**What is required**
What is needed here is an exact copy of all the records below.

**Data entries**
BEGIN
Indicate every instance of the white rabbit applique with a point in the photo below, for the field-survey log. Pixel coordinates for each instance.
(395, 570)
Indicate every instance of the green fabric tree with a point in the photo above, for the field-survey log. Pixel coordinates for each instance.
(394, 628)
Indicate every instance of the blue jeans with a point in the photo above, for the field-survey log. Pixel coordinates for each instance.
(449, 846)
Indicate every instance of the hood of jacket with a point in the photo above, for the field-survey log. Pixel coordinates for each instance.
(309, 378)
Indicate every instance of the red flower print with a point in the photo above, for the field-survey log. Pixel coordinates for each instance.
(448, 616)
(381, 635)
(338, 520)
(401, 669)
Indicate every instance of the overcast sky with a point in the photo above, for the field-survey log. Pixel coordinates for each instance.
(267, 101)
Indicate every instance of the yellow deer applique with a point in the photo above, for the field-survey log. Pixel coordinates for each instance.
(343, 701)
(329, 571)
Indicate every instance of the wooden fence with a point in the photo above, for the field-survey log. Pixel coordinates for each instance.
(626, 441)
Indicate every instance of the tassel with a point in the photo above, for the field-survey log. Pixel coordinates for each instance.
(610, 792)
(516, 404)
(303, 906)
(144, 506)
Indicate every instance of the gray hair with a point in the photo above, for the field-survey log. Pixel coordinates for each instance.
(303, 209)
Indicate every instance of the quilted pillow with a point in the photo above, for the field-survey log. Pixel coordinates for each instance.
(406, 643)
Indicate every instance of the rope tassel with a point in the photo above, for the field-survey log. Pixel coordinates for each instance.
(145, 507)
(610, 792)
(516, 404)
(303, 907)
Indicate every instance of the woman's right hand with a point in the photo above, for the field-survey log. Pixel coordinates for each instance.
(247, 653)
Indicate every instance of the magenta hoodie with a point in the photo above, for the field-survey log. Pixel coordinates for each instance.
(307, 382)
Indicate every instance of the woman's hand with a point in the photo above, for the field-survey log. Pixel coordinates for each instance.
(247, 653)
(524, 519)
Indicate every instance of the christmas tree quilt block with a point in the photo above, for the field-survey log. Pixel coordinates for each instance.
END
**Reply to the exercise**
Indicate every instance of the white rabbit applique with a point in the photo below, for the field-survey log. Pixel coordinates for each instance.
(395, 570)
Indicate every instance of the green fabric tree with a point in the photo above, for the field-survey log. Pixel coordinates for each instance.
(394, 628)
Indicate every instance of the blue jeans with a point in the photo above, for the field-survey log. Pixel coordinates for each instance.
(449, 846)
Indicate every instance of the hood of jacket with a point in the photo above, for the field-survey log. Pixel coordinates for each instance.
(309, 378)
Indicate every instance of the red flower print with a point in the photo above, for the field-survey log. Pixel coordinates for each instance.
(448, 616)
(381, 635)
(338, 520)
(401, 669)
Indicate every instance of the overcast sky with a point in the photo above, for the field-survey log. Pixel coordinates for each instance.
(267, 101)
Indicate every instance of the yellow deer applique with a point in the photo above, for the field-survey log. Pixel coordinates for each instance.
(343, 701)
(329, 571)
Indicate every instance of the wooden fence with a point in the photo above, for the field-survey log. Pixel coordinates for each instance.
(626, 441)
Indicate every instance of the tassel with a point in the photo above, for the field-survey log. Pixel coordinates for each instance.
(610, 792)
(516, 404)
(303, 906)
(144, 506)
Indicate every instance of the gray hair with a point in the photo above, for the field-survey log. Pixel coordinates for each instance.
(303, 209)
Indicate every instance of the quilted pillow with a point in the photo above, for the field-survey log. Pixel coordinates for each instance.
(406, 643)
Indicate every instance of the rope tassel with a point in the photo above, for the field-survey log. Pixel coordinates for each instance.
(145, 507)
(610, 792)
(516, 404)
(303, 907)
Indicate every instance of the woman's right hand with a point in the photo above, for the field-survey log. Pixel coordinates for each instance.
(247, 653)
Indicate every instance of the magenta hoodie with a point in the photo above, for the field-survey log. Pixel coordinates for each instance.
(307, 382)
Indicate every instance of the woman's hand with a point in the photo above, for the field-survey log. Pixel coordinates for each instance.
(247, 653)
(524, 519)
Indicate every instance of the christmas tree quilt block with a point in the photo above, for the field-survey log. Pixel coordinates for each instance.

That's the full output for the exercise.